◆ **Aim**
Turn the lines starting at the one containing "318, row 258." and ending at the one containing "column 250, row 233", both included, into a numbered list. Leave out any blank lines.

━━ Dataset entries ━━

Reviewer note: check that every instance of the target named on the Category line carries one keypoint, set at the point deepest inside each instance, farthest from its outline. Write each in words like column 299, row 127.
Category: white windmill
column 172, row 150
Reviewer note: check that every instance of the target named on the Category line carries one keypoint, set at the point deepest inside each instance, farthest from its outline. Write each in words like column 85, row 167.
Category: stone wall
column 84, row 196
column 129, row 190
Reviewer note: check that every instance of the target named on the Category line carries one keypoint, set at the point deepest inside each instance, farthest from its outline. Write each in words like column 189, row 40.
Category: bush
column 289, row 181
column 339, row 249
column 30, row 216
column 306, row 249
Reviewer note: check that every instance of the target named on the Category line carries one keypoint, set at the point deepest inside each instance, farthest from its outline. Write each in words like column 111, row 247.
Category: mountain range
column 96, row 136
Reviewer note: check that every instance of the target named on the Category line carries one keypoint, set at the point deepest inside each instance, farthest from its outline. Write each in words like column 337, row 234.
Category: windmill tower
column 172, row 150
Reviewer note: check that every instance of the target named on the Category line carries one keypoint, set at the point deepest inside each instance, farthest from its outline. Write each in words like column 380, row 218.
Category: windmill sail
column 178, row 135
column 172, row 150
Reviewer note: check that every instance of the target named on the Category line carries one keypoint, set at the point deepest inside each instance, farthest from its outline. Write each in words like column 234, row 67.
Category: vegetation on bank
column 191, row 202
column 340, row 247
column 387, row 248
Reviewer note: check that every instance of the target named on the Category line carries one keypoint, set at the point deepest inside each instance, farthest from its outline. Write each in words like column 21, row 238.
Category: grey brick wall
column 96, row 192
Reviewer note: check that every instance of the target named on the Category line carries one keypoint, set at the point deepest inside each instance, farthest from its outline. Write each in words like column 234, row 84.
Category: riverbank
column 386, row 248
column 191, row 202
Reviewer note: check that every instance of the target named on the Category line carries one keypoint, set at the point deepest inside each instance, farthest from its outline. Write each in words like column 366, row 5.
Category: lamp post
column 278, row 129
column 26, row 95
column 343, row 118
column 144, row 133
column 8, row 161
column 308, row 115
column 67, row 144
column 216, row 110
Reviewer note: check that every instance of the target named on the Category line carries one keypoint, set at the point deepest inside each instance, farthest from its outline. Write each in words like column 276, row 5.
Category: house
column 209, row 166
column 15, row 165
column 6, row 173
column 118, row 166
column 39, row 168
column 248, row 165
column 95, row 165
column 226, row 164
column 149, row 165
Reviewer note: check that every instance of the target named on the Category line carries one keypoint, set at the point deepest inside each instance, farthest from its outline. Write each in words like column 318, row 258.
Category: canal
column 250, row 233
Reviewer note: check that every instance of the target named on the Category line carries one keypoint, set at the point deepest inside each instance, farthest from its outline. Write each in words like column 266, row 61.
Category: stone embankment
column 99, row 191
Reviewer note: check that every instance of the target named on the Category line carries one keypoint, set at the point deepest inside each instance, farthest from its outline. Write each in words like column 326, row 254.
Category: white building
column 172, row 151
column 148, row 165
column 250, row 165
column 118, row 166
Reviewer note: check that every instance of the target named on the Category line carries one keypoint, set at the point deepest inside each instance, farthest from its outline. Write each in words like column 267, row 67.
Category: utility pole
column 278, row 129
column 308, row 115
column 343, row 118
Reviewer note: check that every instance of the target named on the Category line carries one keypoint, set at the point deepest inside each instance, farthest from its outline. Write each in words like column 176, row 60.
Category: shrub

━━━

◆ **Response**
1. Reviewer note: check that every instance of the target named on the Category line carries one keypoint, set at the point deepest inside each instance, farthest from its outline. Write each in words like column 318, row 258.
2. Category: canal
3. column 250, row 233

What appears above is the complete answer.